Three Months Ended Nine Months Ended
June 30, June 30, June 30, June 30,
(in thousands) 2006 2005 2006 2005
Net revenues $ 251,635 $ 197,464 $ 724,924 $ 507,823




Net revenues increased 27% in the third quarter of fiscal 2006 compared to the third quarter of fiscal 2005. This increase was driven by a 22% increase in unit volume shipments. The unit volume shipments increased in the third quarter of fiscal 2006 compared to the third quarter of fiscal 2005 as a result of increased demand for our broadband media products as satellite set-top box design wins began to ramp into production and, to a lesser extent, for our broadband access central office products due to market share gains. Net revenues increased 43% in the first nine months of fiscal 2006 compared to the first nine months of fiscal 2005. This increase was driven by a 46% increase in unit volume shipments, which more than offset a 2% decrease in ASPs. The unit volume shipments increased in the first nine months of fiscal 2006 compared to the first nine months of fiscal 2005 as a result of (i) the approximate $60.0 million channel inventory reduction at our distributors and estimated $10.0 million inventory reduction at our direct customers in the first nine months of fiscal 2005 (discussed below) and (ii) increased demand for our broadband media products as satellite set-top box design wins began to ramp into production and, to a lesser extent, for our broadband access central office products due to market share gains.
====
OBJECTIVE:
Please copy out the full net revenues excerpt without changing anything. The lines that come after the net revenues excerpt are separate material.

EXTRACTED ENTRIES:
====
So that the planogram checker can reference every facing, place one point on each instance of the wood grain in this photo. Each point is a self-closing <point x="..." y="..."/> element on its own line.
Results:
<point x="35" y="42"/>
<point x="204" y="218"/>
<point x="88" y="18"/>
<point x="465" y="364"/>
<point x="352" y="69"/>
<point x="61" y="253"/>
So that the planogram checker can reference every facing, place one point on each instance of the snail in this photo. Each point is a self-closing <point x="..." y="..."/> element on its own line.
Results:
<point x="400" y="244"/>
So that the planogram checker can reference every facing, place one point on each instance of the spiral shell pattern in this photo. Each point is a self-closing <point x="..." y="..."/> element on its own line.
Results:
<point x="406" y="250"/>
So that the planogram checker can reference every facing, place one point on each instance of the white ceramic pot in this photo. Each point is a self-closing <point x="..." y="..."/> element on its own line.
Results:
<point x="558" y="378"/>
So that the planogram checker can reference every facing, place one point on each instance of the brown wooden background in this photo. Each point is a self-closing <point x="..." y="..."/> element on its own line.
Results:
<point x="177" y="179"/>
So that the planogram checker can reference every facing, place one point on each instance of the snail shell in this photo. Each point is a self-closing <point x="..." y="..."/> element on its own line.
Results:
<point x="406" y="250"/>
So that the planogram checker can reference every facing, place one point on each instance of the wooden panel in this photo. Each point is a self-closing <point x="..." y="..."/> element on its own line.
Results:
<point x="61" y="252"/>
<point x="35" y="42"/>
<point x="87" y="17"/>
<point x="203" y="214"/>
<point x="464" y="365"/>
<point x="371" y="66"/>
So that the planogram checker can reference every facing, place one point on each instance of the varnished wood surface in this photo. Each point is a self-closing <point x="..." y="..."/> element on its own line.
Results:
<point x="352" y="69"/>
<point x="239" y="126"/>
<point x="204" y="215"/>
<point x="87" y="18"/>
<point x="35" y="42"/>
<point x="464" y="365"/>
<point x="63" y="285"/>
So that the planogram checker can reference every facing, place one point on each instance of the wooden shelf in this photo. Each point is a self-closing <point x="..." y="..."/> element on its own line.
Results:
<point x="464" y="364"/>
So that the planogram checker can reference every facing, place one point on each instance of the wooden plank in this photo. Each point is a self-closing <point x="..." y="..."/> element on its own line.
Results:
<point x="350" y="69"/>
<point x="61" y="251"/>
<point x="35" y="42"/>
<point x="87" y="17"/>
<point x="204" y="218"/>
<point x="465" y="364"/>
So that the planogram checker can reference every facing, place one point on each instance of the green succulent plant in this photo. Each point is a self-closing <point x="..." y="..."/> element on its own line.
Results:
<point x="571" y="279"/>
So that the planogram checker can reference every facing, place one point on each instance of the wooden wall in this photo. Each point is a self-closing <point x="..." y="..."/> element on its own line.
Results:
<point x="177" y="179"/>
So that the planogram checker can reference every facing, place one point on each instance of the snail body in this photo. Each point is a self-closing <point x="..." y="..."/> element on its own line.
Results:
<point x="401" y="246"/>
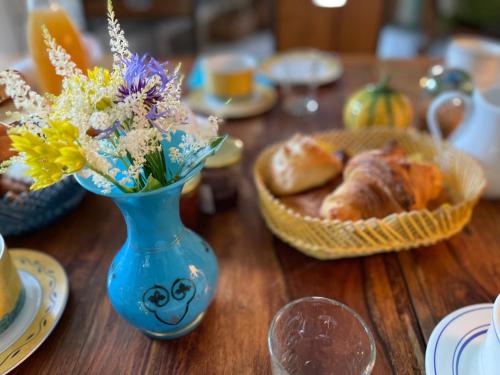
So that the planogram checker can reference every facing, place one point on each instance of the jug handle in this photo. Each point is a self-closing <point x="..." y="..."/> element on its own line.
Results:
<point x="441" y="99"/>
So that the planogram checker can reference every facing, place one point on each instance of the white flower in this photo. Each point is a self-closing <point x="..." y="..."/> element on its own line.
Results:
<point x="58" y="56"/>
<point x="118" y="43"/>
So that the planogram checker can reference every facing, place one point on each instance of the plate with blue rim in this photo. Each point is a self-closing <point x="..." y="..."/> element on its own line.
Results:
<point x="453" y="348"/>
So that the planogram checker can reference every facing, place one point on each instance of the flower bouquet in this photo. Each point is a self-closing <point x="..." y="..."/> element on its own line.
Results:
<point x="126" y="134"/>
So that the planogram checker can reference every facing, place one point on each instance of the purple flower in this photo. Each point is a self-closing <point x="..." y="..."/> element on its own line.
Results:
<point x="138" y="72"/>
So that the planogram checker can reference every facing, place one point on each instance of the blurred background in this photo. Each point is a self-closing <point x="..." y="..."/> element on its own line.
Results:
<point x="386" y="28"/>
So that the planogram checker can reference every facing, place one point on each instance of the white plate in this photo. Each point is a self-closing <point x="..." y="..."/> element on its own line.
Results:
<point x="302" y="67"/>
<point x="46" y="293"/>
<point x="262" y="100"/>
<point x="453" y="346"/>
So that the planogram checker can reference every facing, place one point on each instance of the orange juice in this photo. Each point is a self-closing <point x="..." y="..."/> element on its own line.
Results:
<point x="66" y="35"/>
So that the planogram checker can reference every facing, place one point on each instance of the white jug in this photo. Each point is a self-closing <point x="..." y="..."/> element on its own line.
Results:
<point x="479" y="133"/>
<point x="480" y="57"/>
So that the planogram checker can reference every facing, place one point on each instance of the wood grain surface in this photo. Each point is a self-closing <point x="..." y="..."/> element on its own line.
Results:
<point x="402" y="296"/>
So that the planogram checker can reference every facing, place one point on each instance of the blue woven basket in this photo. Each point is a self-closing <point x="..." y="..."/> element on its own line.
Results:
<point x="34" y="209"/>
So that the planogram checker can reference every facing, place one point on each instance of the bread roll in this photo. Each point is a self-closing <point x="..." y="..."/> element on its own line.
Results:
<point x="300" y="164"/>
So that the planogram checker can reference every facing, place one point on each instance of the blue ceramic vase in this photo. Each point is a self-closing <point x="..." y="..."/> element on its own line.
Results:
<point x="164" y="276"/>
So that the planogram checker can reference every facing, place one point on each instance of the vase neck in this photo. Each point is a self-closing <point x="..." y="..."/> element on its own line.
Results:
<point x="153" y="220"/>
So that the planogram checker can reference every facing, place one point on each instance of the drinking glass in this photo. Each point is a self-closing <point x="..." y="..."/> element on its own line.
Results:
<point x="300" y="85"/>
<point x="319" y="336"/>
<point x="50" y="14"/>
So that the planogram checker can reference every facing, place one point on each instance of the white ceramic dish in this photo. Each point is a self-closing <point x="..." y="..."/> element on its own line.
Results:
<point x="262" y="100"/>
<point x="302" y="67"/>
<point x="455" y="344"/>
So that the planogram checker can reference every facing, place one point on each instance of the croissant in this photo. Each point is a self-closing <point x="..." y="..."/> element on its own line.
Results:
<point x="378" y="183"/>
<point x="300" y="164"/>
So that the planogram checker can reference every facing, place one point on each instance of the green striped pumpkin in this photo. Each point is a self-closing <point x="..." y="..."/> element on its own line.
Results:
<point x="378" y="105"/>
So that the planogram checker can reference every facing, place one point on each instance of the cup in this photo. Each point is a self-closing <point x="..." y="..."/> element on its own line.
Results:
<point x="229" y="76"/>
<point x="11" y="290"/>
<point x="316" y="335"/>
<point x="480" y="57"/>
<point x="489" y="353"/>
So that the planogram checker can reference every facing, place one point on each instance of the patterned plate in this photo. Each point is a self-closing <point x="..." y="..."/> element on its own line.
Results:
<point x="453" y="347"/>
<point x="46" y="287"/>
<point x="262" y="100"/>
<point x="302" y="67"/>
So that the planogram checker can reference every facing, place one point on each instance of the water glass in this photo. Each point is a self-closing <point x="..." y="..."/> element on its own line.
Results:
<point x="316" y="335"/>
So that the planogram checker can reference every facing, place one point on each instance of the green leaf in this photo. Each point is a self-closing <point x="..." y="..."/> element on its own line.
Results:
<point x="151" y="184"/>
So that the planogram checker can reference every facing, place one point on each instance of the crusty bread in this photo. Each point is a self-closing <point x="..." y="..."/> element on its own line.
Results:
<point x="300" y="164"/>
<point x="378" y="183"/>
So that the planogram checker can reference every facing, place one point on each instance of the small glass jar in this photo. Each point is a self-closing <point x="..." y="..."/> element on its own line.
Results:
<point x="189" y="204"/>
<point x="219" y="189"/>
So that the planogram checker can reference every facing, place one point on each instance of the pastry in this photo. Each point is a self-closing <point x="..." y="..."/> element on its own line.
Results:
<point x="300" y="164"/>
<point x="378" y="183"/>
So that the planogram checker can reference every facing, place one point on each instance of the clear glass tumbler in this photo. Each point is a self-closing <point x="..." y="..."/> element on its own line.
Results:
<point x="319" y="336"/>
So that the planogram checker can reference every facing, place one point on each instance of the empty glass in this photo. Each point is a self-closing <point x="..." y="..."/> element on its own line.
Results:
<point x="316" y="335"/>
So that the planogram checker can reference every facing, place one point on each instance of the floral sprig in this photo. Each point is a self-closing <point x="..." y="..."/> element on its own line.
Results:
<point x="126" y="128"/>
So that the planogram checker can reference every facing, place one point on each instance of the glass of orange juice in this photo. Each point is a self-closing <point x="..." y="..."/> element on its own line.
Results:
<point x="64" y="31"/>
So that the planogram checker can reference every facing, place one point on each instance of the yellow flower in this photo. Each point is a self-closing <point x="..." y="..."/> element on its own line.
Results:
<point x="99" y="76"/>
<point x="50" y="155"/>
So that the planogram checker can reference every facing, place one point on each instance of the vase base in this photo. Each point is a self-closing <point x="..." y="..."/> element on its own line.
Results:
<point x="176" y="334"/>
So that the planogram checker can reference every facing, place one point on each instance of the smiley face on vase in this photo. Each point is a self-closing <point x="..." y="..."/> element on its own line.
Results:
<point x="170" y="306"/>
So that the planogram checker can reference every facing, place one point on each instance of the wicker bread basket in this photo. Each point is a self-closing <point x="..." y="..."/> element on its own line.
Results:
<point x="331" y="239"/>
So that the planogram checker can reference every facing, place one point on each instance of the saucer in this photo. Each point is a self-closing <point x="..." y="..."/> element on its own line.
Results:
<point x="46" y="290"/>
<point x="302" y="67"/>
<point x="262" y="100"/>
<point x="453" y="348"/>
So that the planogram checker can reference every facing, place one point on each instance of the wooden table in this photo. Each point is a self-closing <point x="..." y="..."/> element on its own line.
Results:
<point x="402" y="295"/>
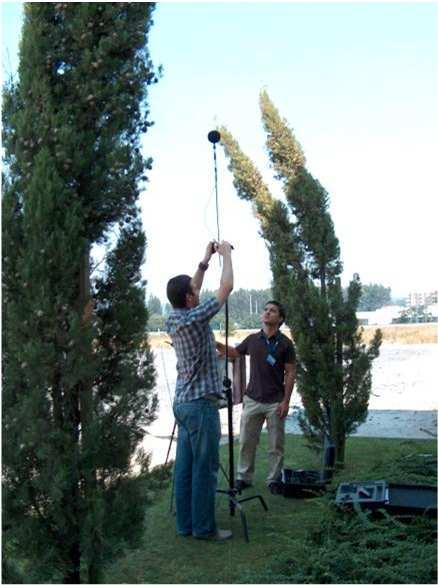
====
RESPONSE FOR THIS EXERCISE:
Three Months Ended Nine Months Ended
June 30, June 30, June 30, June 30,
(in thousands) 2006 2005 2006 2005
Net revenues $ 251,635 $ 197,464 $ 724,924 $ 507,823




Net revenues increased 27% in the third quarter of fiscal 2006 compared to the third quarter of fiscal 2005. This increase was driven by a 22% increase in unit volume shipments. The unit volume shipments increased in the third quarter of fiscal 2006 compared to the third quarter of fiscal 2005 as a result of increased demand for our broadband media products as satellite set-top box design wins began to ramp into production and, to a lesser extent, for our broadband access central office products due to market share gains. Net revenues increased 43% in the first nine months of fiscal 2006 compared to the first nine months of fiscal 2005. This increase was driven by a 46% increase in unit volume shipments, which more than offset a 2% decrease in ASPs. The unit volume shipments increased in the first nine months of fiscal 2006 compared to the first nine months of fiscal 2005 as a result of (i) the approximate $60.0 million channel inventory reduction at our distributors and estimated $10.0 million inventory reduction at our direct customers in the first nine months of fiscal 2005 (discussed below) and (ii) increased demand for our broadband media products as satellite set-top box design wins began to ramp into production and, to a lesser extent, for our broadband access central office products due to market share gains.